Excerpts of pointing data
[Begin]

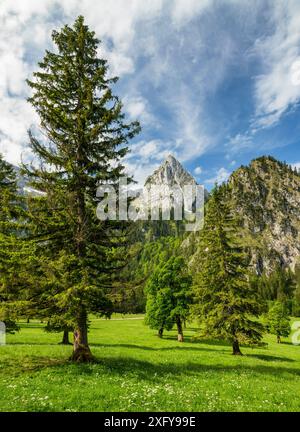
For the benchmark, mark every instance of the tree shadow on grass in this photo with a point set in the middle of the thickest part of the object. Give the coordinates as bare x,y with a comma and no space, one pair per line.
145,370
266,357
180,347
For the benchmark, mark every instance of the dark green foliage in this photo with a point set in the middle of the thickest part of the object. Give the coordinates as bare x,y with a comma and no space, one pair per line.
84,140
168,294
225,302
278,285
278,321
11,251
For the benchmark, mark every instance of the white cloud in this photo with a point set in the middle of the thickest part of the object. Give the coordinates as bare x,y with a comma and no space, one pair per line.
198,170
138,108
278,89
184,10
296,165
221,176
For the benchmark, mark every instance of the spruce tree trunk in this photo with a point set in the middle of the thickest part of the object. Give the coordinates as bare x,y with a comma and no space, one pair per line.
179,329
65,339
81,350
236,347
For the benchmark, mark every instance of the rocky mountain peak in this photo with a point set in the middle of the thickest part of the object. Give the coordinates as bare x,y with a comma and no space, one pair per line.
170,173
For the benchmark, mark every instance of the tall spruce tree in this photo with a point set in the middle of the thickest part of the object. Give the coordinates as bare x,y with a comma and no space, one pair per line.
225,301
82,142
278,320
11,252
169,296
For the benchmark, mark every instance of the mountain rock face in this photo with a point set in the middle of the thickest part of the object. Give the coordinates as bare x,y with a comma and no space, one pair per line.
170,173
266,194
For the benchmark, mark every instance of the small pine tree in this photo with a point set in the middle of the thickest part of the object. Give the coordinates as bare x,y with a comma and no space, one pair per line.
225,301
169,296
278,321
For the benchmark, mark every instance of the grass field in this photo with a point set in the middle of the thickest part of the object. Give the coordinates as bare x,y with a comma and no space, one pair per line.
136,371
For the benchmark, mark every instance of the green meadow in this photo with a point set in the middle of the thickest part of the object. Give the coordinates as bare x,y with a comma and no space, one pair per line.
136,371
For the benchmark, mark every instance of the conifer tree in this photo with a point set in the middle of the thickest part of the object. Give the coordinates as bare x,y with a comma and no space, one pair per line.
225,301
278,321
11,213
82,142
169,296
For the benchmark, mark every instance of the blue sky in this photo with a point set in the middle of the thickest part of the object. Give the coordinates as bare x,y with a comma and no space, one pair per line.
214,82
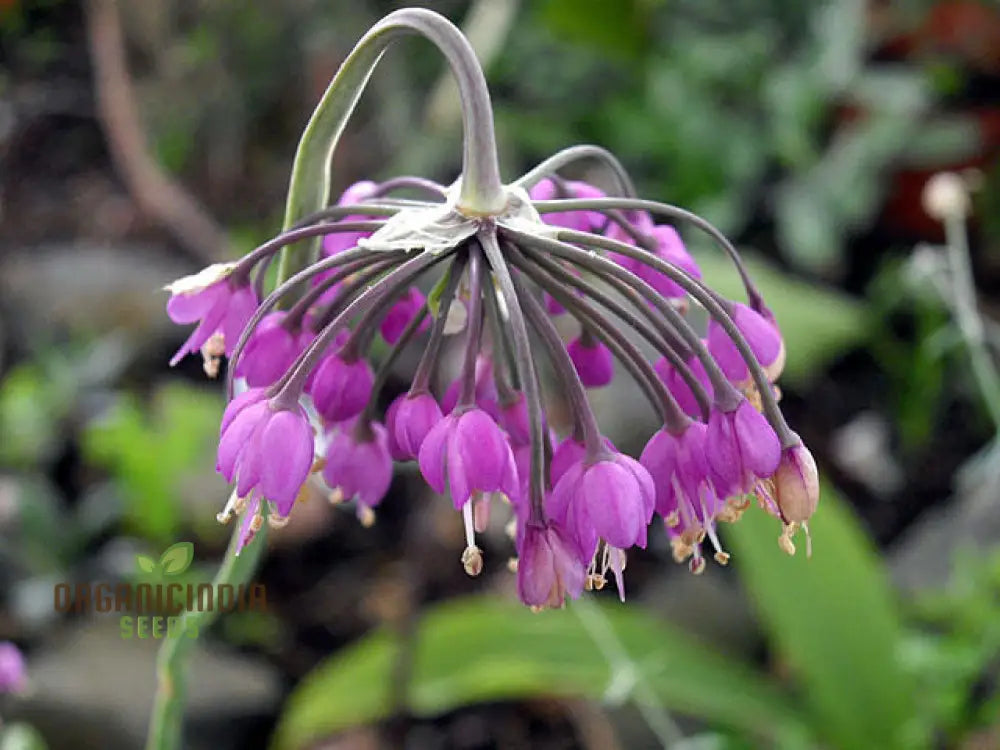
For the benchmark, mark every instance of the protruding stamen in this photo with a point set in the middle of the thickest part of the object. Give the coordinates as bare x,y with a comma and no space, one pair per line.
472,561
470,527
785,540
481,512
212,352
366,516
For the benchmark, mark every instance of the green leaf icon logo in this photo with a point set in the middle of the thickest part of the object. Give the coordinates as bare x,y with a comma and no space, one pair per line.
177,558
145,563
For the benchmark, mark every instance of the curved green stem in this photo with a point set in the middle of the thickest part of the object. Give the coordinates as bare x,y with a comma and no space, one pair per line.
428,360
166,722
660,341
525,370
623,350
671,212
481,191
577,153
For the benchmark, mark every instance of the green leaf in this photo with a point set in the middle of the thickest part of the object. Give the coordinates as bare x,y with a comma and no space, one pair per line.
154,456
832,619
817,322
478,649
434,298
177,557
145,563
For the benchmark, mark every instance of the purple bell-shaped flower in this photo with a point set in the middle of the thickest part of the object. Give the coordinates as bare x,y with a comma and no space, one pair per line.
358,463
741,447
471,452
416,415
340,389
265,448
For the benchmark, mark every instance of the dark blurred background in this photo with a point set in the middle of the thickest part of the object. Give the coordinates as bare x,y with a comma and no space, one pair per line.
140,141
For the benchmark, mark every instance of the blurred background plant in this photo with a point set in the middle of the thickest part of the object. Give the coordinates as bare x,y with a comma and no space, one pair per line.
808,131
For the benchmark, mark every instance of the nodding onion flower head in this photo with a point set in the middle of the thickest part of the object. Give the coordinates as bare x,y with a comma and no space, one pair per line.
470,274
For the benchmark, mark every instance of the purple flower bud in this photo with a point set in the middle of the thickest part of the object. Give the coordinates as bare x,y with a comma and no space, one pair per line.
395,451
400,315
644,223
679,388
211,299
763,338
741,447
13,675
513,417
680,473
269,352
669,247
266,448
593,362
473,451
547,567
341,389
338,242
796,484
581,221
613,499
360,468
415,417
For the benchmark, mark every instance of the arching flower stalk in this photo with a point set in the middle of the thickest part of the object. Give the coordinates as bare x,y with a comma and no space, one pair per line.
508,257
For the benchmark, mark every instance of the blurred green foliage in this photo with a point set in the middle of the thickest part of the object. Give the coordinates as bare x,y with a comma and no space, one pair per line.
481,649
151,452
832,621
35,399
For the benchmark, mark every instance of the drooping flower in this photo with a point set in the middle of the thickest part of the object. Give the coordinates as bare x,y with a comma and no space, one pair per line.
269,352
679,387
741,447
796,484
266,448
470,452
502,258
548,570
611,499
340,388
13,674
358,463
416,415
219,303
762,336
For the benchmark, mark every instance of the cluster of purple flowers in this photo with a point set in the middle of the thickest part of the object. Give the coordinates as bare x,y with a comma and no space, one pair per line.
310,402
502,261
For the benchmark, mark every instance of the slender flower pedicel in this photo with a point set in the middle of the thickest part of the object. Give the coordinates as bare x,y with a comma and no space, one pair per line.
481,267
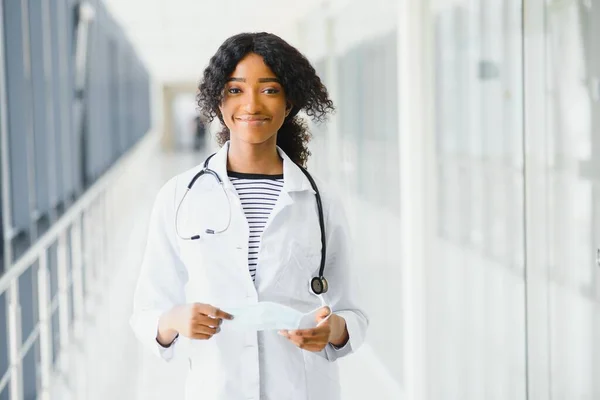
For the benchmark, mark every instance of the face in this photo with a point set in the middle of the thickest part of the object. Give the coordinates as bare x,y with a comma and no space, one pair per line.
254,104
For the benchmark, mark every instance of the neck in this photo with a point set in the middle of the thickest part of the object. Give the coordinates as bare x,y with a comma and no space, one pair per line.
248,158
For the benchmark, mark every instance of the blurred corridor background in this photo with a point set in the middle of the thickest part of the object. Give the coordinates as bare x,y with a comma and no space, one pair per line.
466,145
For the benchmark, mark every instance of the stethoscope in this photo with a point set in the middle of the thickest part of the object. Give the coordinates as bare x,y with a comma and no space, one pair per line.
318,284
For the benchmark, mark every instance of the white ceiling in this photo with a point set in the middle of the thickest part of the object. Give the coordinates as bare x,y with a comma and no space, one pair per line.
176,38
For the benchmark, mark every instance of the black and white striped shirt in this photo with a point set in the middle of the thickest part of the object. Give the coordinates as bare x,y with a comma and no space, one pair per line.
258,195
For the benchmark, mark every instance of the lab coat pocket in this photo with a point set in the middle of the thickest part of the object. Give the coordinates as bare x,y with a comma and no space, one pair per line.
322,375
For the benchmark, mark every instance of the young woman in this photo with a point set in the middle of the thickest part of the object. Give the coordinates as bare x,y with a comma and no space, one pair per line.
250,227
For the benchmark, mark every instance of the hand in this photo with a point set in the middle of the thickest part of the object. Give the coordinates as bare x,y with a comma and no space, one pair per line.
331,329
195,321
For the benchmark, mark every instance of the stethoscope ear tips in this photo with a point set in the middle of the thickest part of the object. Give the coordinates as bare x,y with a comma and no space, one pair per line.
319,285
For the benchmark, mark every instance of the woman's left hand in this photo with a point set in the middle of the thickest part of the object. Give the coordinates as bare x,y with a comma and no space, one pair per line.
331,330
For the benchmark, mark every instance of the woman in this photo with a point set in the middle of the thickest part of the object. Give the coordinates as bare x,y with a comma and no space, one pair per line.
266,246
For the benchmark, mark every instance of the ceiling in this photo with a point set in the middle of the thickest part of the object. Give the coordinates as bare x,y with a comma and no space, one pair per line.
176,38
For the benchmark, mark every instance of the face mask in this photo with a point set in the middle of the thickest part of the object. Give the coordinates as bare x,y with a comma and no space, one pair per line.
267,315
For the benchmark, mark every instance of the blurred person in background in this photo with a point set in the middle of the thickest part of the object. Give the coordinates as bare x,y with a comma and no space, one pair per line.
271,248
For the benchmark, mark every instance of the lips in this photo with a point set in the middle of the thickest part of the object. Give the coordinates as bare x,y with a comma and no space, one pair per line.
252,119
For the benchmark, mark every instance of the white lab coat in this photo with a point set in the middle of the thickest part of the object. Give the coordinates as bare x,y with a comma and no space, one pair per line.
236,364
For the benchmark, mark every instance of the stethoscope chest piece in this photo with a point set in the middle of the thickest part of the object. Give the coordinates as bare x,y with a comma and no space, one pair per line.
319,285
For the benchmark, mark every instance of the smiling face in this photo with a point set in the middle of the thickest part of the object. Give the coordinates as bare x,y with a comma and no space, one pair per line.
254,103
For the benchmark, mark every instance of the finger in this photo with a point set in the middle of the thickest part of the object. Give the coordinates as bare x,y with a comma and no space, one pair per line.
313,347
323,312
200,336
223,315
206,330
208,321
207,309
321,330
218,313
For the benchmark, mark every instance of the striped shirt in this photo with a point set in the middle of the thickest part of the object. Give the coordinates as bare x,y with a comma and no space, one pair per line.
258,195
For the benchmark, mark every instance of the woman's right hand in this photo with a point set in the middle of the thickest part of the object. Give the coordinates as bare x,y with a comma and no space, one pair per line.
195,321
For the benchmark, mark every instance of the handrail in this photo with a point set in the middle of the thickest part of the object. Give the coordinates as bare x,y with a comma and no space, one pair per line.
47,239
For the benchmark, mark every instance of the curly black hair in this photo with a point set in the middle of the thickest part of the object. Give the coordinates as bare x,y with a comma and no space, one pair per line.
303,88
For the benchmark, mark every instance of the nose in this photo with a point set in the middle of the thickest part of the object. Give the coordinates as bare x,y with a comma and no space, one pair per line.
252,103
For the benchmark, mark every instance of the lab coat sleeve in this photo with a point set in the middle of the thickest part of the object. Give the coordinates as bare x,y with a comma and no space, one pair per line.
162,277
342,283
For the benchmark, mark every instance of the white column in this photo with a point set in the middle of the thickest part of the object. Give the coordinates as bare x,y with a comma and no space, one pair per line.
63,300
413,114
45,325
14,341
536,207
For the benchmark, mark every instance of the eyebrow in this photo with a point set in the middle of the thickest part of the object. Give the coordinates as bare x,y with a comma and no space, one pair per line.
260,80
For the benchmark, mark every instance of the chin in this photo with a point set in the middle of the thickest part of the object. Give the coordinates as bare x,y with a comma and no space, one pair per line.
254,137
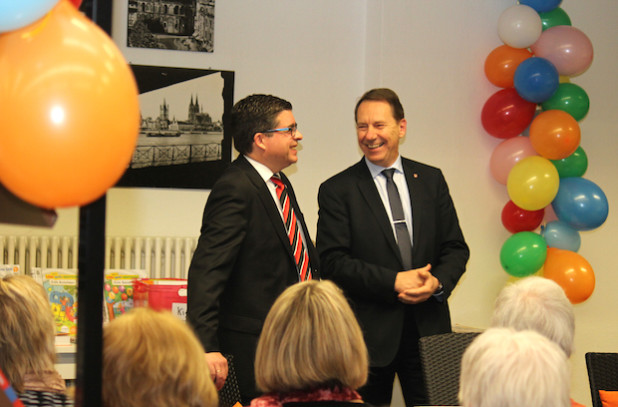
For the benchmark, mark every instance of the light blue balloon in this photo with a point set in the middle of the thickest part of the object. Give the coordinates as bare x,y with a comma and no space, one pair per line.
541,6
561,236
536,79
580,203
16,14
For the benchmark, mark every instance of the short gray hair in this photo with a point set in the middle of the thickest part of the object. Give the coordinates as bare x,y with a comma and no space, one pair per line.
539,304
508,368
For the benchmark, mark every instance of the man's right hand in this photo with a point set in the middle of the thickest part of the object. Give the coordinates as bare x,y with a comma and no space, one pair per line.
410,279
217,364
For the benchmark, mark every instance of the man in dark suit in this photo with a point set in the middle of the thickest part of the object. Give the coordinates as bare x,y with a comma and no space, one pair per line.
244,258
396,250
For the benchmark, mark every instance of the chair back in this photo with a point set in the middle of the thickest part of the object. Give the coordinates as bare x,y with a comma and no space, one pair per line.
602,374
441,361
229,394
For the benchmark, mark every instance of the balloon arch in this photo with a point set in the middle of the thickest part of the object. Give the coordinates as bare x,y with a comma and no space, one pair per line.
536,112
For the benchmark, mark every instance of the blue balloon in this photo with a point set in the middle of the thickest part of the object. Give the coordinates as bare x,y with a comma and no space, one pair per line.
16,14
580,203
536,79
541,6
561,236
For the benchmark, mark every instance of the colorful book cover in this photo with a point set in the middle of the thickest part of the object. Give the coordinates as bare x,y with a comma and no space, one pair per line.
61,288
9,269
118,291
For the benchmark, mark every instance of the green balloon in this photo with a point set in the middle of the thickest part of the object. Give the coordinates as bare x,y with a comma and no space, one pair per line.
554,17
570,98
523,254
574,165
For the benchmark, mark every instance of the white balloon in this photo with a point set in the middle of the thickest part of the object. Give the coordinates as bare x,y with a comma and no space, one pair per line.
519,26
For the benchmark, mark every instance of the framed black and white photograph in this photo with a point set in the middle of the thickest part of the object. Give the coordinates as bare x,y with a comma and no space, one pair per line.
184,25
182,141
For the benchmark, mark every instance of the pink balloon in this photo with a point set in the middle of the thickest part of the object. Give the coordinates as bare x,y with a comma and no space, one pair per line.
507,154
569,49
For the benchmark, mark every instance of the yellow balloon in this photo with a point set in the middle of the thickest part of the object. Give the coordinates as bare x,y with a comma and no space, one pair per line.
533,183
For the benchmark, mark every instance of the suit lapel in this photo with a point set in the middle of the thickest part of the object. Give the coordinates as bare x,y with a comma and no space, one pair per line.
417,201
370,194
269,204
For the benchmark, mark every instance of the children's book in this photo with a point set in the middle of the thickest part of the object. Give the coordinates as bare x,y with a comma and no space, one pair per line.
118,291
61,288
9,270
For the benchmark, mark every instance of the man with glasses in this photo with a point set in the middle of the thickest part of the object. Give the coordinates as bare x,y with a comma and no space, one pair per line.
254,242
389,236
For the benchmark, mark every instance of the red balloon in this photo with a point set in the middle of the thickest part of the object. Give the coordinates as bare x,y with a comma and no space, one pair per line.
516,219
572,272
506,114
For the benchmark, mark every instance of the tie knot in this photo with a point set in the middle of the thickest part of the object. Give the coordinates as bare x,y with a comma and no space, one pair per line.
388,173
277,181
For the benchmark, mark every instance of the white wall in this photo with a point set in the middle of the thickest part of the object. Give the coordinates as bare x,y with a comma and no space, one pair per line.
323,54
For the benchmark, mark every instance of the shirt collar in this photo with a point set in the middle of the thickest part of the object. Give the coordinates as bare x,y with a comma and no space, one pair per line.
376,170
263,170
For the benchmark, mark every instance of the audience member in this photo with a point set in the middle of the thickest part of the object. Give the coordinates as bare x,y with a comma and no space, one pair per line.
27,343
311,350
508,368
153,359
539,304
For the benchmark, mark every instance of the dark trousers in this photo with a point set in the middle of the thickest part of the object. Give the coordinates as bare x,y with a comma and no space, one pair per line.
407,365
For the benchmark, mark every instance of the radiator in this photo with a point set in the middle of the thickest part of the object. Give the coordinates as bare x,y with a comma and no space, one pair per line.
161,257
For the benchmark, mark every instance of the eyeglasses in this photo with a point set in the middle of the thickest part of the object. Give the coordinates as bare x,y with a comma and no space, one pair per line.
292,130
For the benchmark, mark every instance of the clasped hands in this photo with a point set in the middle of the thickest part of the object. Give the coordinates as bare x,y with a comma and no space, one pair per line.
416,285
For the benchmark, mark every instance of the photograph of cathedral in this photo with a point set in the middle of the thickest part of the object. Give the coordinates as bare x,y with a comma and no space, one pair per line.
185,25
182,141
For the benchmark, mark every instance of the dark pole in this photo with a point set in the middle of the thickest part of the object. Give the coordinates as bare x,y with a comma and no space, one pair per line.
91,263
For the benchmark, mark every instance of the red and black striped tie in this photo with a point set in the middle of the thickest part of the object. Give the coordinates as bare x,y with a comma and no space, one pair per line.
293,230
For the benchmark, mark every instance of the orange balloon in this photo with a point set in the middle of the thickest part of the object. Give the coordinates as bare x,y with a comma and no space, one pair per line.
501,63
69,110
572,272
555,134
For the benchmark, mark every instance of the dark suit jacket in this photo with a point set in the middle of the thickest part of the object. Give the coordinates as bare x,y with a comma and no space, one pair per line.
242,262
358,251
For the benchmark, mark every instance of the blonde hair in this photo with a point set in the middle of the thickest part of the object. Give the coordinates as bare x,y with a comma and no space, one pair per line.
152,358
310,338
27,329
508,368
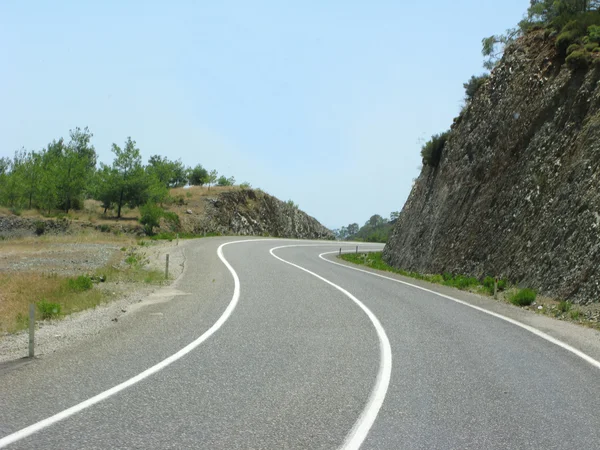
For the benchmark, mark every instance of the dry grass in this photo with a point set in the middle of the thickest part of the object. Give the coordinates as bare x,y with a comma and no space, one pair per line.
38,243
18,290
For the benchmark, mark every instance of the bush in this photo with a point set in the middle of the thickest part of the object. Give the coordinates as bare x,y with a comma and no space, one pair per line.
564,306
594,33
40,227
565,39
432,150
48,310
473,85
80,284
488,284
579,59
180,200
150,217
172,218
572,48
524,297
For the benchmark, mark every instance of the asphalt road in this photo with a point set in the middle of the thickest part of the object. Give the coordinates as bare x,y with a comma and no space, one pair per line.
305,355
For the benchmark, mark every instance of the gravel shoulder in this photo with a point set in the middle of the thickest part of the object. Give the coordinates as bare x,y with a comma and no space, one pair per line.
52,335
582,338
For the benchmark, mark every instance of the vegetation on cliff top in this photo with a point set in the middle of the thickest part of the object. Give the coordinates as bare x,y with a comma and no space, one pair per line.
376,229
64,175
575,26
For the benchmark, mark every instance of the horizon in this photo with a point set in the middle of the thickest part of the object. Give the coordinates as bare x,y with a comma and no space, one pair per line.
326,105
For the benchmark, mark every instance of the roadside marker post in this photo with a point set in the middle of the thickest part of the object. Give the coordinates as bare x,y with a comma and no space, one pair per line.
31,330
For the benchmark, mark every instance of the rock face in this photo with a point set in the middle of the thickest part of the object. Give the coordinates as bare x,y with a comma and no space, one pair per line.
14,226
517,190
251,212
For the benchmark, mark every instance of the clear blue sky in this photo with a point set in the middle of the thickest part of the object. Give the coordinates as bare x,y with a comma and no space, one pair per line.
323,103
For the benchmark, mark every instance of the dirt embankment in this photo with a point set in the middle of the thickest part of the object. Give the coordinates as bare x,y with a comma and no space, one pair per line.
39,268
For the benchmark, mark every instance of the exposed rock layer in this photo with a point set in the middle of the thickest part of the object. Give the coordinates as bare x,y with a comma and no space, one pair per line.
517,190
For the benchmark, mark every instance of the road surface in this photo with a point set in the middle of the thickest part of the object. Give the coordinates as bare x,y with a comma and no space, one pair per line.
271,346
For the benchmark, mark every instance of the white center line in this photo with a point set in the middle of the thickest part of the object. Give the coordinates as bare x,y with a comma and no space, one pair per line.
364,423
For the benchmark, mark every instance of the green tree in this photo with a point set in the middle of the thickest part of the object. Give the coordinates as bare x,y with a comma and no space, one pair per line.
74,165
170,173
212,178
198,176
106,186
28,168
353,229
130,181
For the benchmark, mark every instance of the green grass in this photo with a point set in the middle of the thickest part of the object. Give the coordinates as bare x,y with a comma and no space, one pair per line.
564,307
171,236
48,310
80,284
375,260
523,297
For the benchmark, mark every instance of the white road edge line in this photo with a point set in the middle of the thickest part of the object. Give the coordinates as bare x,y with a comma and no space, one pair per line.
529,328
31,429
364,423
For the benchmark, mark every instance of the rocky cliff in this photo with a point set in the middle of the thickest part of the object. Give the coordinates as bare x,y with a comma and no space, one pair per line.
250,212
517,190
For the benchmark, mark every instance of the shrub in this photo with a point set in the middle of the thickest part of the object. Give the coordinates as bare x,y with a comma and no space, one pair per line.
502,284
150,217
80,284
572,48
172,218
594,33
180,200
48,310
564,40
40,227
523,297
473,85
431,152
564,306
579,59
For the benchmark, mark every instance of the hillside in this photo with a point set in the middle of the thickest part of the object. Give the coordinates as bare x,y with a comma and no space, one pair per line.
219,210
516,190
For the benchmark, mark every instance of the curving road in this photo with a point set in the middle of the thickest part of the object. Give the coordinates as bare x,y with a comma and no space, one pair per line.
271,344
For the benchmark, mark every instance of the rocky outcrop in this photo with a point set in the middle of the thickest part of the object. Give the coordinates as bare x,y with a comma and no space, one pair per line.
249,212
517,189
15,226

[End]

Copy the stretch of the records from the line containing "For the benchmark, mark every instance of the rocky outcrop" through the end of the records, both ends included, reproducing each line without any change.

▸ **RESULT FOR THIS EXERCISE**
For the benchmark, mark every instance of the rocky outcrop in this photo with a point set in the middle of the thickest part of the object. Give the coordinates as bare x,y with a comma and no space, one pair per line.
249,212
517,189
15,226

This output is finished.